The Day of the Lord is a major theme in the Old and New Testaments, and it appears in contexts of judgment. The phrase itself pops up mainly in the prophets of the Old Testament (Is 13:6, 9; 58:13; Jer 46:10; Ezek 13:5; 30:3; Joel 1:15; 2:1, 11, 31; 3:14; Amos 5:18, 20; Obad 1:15; Zeph 1:7–8, 14; Mal 4:5) but also with some frequency in the New Testament (Acts 2:20; 1 Cor 5:5; 1 Th 5:2; 2 Th 2:2; 2 Pet 3:10).
The Day of the Lord is not something to look forward to. In fact, Amos warns those in his day of hoping in it because they thought God’s judgment would only affect other people, not them!
Woe to you who desire the day of the LORD! Why would you have the day of the LORD? It is darkness, and not light, as if a man fled from a lion, and a bear met him, or went into the house and leaned his hand against the wall, and a serpent bit him. Is not the day of the LORD darkness, and not light, and gloom with no brightness in it? (Amos 5:18–20).
So why in the world does the Bible talk about the day of the Lord (DOL) and why should we care about it? I can give you at least three reasons.
First, the DOL points to a reality that everyone will face: meeting God
The DOL is meeting God in judgement. The Biblical book that clearly defines the DOL is the prophet Joel. Actually, The book of Joel’s major theme and purpose is to define the DOL and provide hope for rescue in it.
In Joel the DOL refers to God’s judgment. More specifically, it means meeting God in judgment: “I will gather all the nations and bring them down to the Valley of Jehoshaphat. And I will enter into judgment with them there” (Joel 3:2).
DOL also happens both to Israel (Joel 1:15ff) and to the nations (Joel 3:2) in Joel. God’s judgment does not discriminate.

* **WHAT THIS EXERCISE ASKS**
1. Reproduce the passage on the Day of the Lord between "The Day of the Lord is not" and "least three reasons.", inclusive.
2. List every New Testament reference cited in the first paragraph of the passage on the Day of the Lord.
3. Extend the passage on the Day of the Lord, beginning after its final sentence.

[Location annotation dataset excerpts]

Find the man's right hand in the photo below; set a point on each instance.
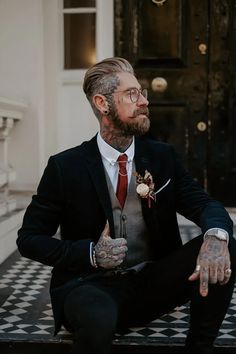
(110, 252)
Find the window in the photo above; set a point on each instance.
(79, 33)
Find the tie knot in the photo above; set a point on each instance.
(122, 158)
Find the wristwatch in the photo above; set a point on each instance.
(220, 234)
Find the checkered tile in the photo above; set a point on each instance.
(25, 310)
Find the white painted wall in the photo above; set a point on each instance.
(21, 73)
(31, 70)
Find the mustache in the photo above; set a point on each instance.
(141, 111)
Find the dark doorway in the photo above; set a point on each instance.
(183, 52)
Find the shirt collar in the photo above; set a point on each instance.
(111, 154)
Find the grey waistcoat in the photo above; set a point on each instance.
(129, 224)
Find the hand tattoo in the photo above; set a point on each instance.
(213, 264)
(110, 252)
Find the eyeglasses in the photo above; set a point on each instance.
(134, 93)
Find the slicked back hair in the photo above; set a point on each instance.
(101, 78)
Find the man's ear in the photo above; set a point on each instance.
(100, 103)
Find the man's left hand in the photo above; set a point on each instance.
(213, 264)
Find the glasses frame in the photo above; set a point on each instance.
(143, 92)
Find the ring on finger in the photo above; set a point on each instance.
(228, 271)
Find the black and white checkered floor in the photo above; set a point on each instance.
(25, 310)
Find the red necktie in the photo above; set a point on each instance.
(122, 184)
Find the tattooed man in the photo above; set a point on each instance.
(120, 261)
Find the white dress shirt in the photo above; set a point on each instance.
(109, 159)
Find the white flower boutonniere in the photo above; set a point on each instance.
(145, 187)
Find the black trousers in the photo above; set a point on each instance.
(99, 307)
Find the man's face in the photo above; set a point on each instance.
(131, 118)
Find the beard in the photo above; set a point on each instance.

* **EXERCISE RESULTS**
1.
The Day of the Lord is not something to look forward to. In fact, Amos warns those in his day of hoping in it because they thought God’s judgment would only affect other people, not them!
Woe to you who desire the day of the LORD! Why would you have the day of the LORD? It is darkness, and not light, as if a man fled from a lion, and a bear met him, or went into the house and leaned his hand against the wall, and a serpent bit him. Is not the day of the LORD darkness, and not light, and gloom with no brightness in it? (Amos 5:18–20).
So why in the world does the Bible talk about the day of the Lord (DOL) and why should we care about it? I can give you at least three reasons.

2. Acts 2:20; 1 Cor 5:5; 1 Th 5:2; 2 Th 2:2; 2 Pet 3:10

3.
Additionally, in Joel the DOL is a past, present, and future reality. The DOL is anytime when God enters into judgment with someone.
Joel identifies the first DOL with the Exodus. The prophet describes Israel’s present crisis with language reminiscent of Exodus 10: “What the cutting locust left, the swarming locust has eaten. What the swarming locust left, the hopping locust has eaten, and what the hopping locust left, the destroying locust has eaten” (Joel 1:4). The effect of the allusion to Exodus 10 is to understand the Exodus event as a prototypical day of the LORD.
That particular time of God’s judgment would be remembered by Israel through their ceremonies: “This day shall be for you a memorial day, and you shall keep it as a feast to the LORD; throughout your generations, as a statute forever, you shall keep it as a feast” (Exod 12:14).
Joel then describes Israel’s present locust plague in language reminiscent of the Exodus, and he further identifies what was happening in his time as a DOL: “Alas for the day! For the day of the LORD is near, and as destruction from the Almighty it comes. Is not the food cut off before our eyes, joy and gladness from the house of our God?” (Joel 1:15-16). “Before our eyes” the destruction from the Almighty had come. It was the presence of the DOL in Joel’s time.
The point of portraying Joel’s present distress as a DOL is to show that believers can survive the DOL if they turn to God: “let the priests, the ministers of the LORD, weep and say, “Spare your people, O LORD” (Joel 2:17). As a result of this priestly intercession, “the LORD became jealous for his land and had pity on his people” (Joel 2:18).
In any future DOL, believers can also thus survive meeting God if they turn to him. And that is just what Joel describes as happening: “And it shall come to pass that everyone who calls on the name of the LORD shall be saved. For in Mount Zion and in Jerusalem there shall be those who escape, as the LORD has said, and among the survivors shall be those whom the LORD calls” (Joel 2:32).
The DOL is thus a past, present, and future reality. It simply refers to whenever God enters into judgment with a person or persons. The reality is that everyone will have to meet God in judgment at one point. The hope is that we can survive that eventful meeting with God if we turn to him. In fact, that meeting could result in our joy rather than our sadness.
Second, the DOL points to a reality that everyone should celebrate: the cross
Although the DOL refers to God meeting someone in judgment, this does not mean that the DOL cannot point to some ultimate end. That particular end, if one reads Joel and compares it with later revelation, has to be the dark night of Christ’s cross.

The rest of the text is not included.